The problem =>
Set out every line of the data below as a numbered list, omitting any blank lines.
--- START ---
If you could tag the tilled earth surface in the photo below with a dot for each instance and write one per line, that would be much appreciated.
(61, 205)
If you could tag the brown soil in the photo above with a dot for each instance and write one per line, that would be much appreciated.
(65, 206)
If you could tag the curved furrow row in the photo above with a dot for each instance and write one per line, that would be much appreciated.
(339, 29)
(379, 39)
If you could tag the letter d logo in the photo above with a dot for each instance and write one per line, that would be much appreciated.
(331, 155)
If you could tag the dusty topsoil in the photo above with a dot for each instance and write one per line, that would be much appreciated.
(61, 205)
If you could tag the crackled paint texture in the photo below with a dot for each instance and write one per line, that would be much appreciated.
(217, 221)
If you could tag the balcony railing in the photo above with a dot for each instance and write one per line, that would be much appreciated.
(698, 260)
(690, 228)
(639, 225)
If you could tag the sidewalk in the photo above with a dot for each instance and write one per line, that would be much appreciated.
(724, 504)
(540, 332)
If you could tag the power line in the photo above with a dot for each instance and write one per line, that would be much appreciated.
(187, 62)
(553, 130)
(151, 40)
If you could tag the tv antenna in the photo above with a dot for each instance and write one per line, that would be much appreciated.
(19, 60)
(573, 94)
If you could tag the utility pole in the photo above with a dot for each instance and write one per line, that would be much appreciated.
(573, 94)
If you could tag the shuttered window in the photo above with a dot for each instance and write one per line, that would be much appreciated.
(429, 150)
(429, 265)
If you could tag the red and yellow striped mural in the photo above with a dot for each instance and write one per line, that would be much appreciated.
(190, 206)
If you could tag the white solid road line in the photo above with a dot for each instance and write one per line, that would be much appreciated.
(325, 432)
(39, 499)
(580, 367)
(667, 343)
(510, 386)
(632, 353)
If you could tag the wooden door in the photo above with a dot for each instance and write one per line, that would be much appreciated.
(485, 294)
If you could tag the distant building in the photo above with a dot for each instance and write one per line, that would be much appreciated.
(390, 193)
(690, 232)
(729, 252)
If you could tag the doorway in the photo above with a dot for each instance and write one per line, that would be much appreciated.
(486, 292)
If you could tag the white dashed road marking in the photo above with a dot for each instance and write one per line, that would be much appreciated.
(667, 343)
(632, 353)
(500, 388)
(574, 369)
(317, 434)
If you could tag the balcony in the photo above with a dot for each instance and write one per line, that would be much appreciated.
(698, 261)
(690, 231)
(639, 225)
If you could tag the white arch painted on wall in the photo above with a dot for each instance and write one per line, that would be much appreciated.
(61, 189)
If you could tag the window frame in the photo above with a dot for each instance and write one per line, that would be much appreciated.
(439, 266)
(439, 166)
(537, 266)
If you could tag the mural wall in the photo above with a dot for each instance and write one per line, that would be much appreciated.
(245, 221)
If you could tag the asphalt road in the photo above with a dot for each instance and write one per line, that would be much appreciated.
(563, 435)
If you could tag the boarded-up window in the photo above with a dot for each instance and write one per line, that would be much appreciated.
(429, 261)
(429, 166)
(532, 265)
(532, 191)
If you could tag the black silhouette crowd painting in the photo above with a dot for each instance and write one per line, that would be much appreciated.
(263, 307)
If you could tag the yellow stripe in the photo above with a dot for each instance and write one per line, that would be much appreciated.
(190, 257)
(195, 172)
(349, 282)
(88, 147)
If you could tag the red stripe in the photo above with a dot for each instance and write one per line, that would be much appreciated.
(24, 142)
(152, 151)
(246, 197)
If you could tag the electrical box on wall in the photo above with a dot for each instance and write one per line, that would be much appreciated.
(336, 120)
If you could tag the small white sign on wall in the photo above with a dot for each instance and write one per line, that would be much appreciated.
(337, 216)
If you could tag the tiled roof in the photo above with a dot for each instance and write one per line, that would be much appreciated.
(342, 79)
--- END ---
Answer for the task =>
1. If you could tag the tilled earth surface in the photo below with a dot for each instance and write one per line, that would be much appreciated.
2. (61, 205)
3. If you could tag the brown soil in the photo above with a dot for each instance and write one per line, that would be much appreciated.
4. (65, 206)
5. If you could tag the curved furrow row in the photo above with a dot for each instance and write one per line, that would be much appreciated.
6. (339, 29)
7. (379, 39)
8. If you could tag the letter d logo in the photo above with a dot for each instance and write one per line, that would be much appreciated.
9. (331, 155)
10. If you could tag the dusty topsoil in the photo above with a dot for each instance and write one per line, that would be much appreciated.
11. (61, 205)
12. If you could tag the crackled paint texture in the photo below with a dot for each instance and write one per line, that would be much appreciated.
13. (217, 221)
14. If you could tag the balcony railing in the photo above with a dot for each instance and write one per line, that would be much appreciated.
15. (698, 260)
16. (690, 228)
17. (639, 225)
18. If you could tag the sidewalk in the photo above with a dot for each instance and write one per line, that would be much appreciated.
19. (724, 504)
20. (540, 332)
21. If you could tag the power line in the photo above with a dot for each instance and write one per line, that would be much appreciated.
22. (187, 62)
23. (553, 130)
24. (151, 40)
25. If you could tag the tv antenna in the photo above with a dot for each instance and write one per line, that would be much appreciated.
26. (19, 60)
27. (573, 94)
28. If you could tag the utility pole in the photo above with a dot for each instance and write one per line, that would be much appreciated.
29. (573, 94)
30. If you could tag the shuttered window in the photo above with a dot for each instance and write one per line, that would be much appreciated.
31. (429, 150)
32. (429, 265)
33. If you could tag the red and yellow striped mural in the photo above with a dot for each instance and write one per line, that would be much appreciated.
34. (190, 206)
35. If you could tag the white solid road line in the photo above with a dot for each instance and write one per line, that would be much appreciated.
36. (325, 432)
37. (39, 499)
38. (580, 367)
39. (667, 343)
40. (510, 386)
41. (632, 353)
42. If you could tag the wooden door in the photo above with a dot for each instance and write one per line, that would be much appreciated.
43. (485, 294)
44. If you could tag the distant building in the photo above with a dot for each instance and write one per line, that would be much appreciated.
45. (390, 193)
46. (690, 232)
47. (729, 252)
48. If you could tag the doorway in the photo above with a dot for each instance and write one per line, that would be much appreciated.
49. (486, 292)
50. If you could tag the white dashed road marking in the photo above with a dot for each instance and write one per line, that would be much appreciated.
51. (667, 343)
52. (632, 353)
53. (500, 388)
54. (574, 369)
55. (317, 434)
56. If you could tag the balcony in the photo above with a dot for each instance and write one per line, that would be much appreciated.
57. (698, 261)
58. (690, 231)
59. (639, 225)
60. If you could tag the white arch painted on wall in the photo above with a dot for each instance and write one per line, that would be much appreciated.
61. (61, 189)
62. If you could tag the window frame in the photo above with a dot for each instance and write one per line, that would be much appreciated.
63. (439, 266)
64. (439, 166)
65. (537, 266)
66. If you could tag the mural wall in the photo above with a dot for each instance and write one per line, that would be much appreciated.
67. (245, 221)
68. If you could tag the asphalt road in the photo above with a dot for each instance and write one per line, that would be much appreciated.
69. (563, 435)
70. If you could tag the boarded-up window in the photo above with a dot for each instance and write one per line, that would be much appreciated.
71. (429, 261)
72. (429, 166)
73. (532, 265)
74. (532, 191)
75. If you could tag the black silhouette crowd painting in the photo above with a dot for each instance and write one per line, that would be much appreciated.
76. (263, 307)
77. If you could tag the yellow stripe in the photo above with a dot for each instance and write one per line, that would be much appreciated.
78. (190, 257)
79. (195, 172)
80. (349, 282)
81. (88, 147)
82. If you could tag the red stripe in the photo above with a dot for each instance and write one per line, that would be much appreciated.
83. (24, 142)
84. (152, 151)
85. (246, 197)
86. If you could tag the electrical box on wall in the photo above with a dot for each instance and write one per line, that would be much appreciated.
87. (336, 120)
88. If you could tag the small white sign on wall in the photo above with a dot for each instance and write one per line, that would be much appreciated.
89. (337, 216)
90. If you could tag the tiled roof in the photo above with a dot for each instance and write one per line, that would be much appreciated.
91. (342, 79)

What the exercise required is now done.